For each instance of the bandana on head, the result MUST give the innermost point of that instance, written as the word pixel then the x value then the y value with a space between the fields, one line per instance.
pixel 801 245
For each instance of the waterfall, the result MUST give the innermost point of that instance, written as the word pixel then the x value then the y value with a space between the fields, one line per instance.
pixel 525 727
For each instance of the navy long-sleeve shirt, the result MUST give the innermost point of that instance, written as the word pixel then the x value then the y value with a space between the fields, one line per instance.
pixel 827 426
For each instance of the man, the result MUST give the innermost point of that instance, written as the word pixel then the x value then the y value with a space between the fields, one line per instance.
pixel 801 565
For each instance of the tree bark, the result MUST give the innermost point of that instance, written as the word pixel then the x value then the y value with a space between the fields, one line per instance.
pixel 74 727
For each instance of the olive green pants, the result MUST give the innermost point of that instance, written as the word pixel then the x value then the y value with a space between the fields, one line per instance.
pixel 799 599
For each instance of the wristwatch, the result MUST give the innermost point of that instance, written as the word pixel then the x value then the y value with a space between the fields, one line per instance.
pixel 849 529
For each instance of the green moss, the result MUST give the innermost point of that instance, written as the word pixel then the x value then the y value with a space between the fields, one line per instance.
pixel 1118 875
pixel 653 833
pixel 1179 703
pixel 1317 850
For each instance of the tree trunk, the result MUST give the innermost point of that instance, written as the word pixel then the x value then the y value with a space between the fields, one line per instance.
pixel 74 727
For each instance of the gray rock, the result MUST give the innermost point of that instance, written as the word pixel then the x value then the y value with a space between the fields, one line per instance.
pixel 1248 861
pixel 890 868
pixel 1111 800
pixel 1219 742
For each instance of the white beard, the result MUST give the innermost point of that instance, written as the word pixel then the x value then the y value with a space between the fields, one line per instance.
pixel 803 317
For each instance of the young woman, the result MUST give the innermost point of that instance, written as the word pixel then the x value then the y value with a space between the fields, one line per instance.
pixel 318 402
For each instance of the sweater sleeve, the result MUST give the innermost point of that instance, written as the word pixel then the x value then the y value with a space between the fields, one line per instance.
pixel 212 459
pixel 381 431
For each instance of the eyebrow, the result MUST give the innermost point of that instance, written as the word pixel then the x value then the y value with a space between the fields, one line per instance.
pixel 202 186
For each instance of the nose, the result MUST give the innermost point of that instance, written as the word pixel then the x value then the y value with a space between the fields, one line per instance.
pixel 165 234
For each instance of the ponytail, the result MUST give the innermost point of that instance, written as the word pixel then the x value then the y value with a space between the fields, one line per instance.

## Work to complete
Print out each line of the data exactly.

## Answer
For each instance of the bandana on head, the result MUST give the innermost point of that instance, written as the word pixel then the x value then the y value with a space between the fields, one line per instance.
pixel 801 245
For each instance of the waterfall, the result MUST give the innermost point of that instance, written as the word pixel then the x value then the y value with a space between the fields, one line per instance.
pixel 525 727
For each instance of the navy long-sleeve shirt, the result MUST give the innermost point of that instance, written as the word pixel then the x value then the y value with a space between the fields, one line per instance.
pixel 827 426
For each instance of the man, the result MUST give the innermost point of that instance, written as the word pixel then the x value then the y value with a space between the fields, one line per instance.
pixel 801 565
For each instance of the tree bark, the result MUST give the innermost point of that instance, written as the word pixel then the x value then the y value with a space between the fields, one line per instance.
pixel 74 727
For each instance of the olive green pants, the result MUST give the innermost point of that instance, written as the word pixel then the x value then the y value with a space between the fields, one line per instance.
pixel 799 599
For each instance of the wristwatch, the result MUST give the innermost point of that instance, written as the word pixel then the x value then the y value with a space between the fields, one line per instance.
pixel 849 529
For each instance of the green moss, the result MUST give the innermost point of that instance, written as the word pixel then the x value then the y value with a space between the fields, one line per instance.
pixel 1118 875
pixel 653 833
pixel 1179 703
pixel 1317 850
For each instance of the tree trunk, the result MUST give the innermost point of that instance, written as the word pixel then the x value then the y value with a space between the fields, one line per instance.
pixel 74 727
For each instance of the gray rock, the result MUST give the innermost point of that instance, written as the word pixel then the x value then the y value with a space between the fields, one line per instance.
pixel 1248 861
pixel 890 868
pixel 1111 800
pixel 1219 742
For each instance of the white beard, the result MUST give the innermost point of that instance, written as the word pixel then the x value then the y value with a space between the fields, one line per instance.
pixel 803 317
For each instance of the young woman, the result MUST give the innermost point of that instance, written as the word pixel then the x value then the y value with a space between the fields, one line per instance.
pixel 318 402
For each instance of the sweater sleeve, the result MUST give the innermost point of that instance, written as the word pixel then the x value then the y value with a space between the fields, one line per instance.
pixel 212 459
pixel 381 431
For each instance of the eyebrow, the result MUST give the innermost point of that instance, written as the word pixel then the x value then the y value with a space between the fields, one line per instance.
pixel 202 186
For each instance of the nose, the result MUST give the innermost point of that instance, written as the word pixel then the x value then the y value with a space between the fields, one line per instance.
pixel 165 234
For each instance of the ponytail, the result MUST give the innermost point of that instance, written as the word pixel then the x value then the y value with a space between the fields, one line per instance.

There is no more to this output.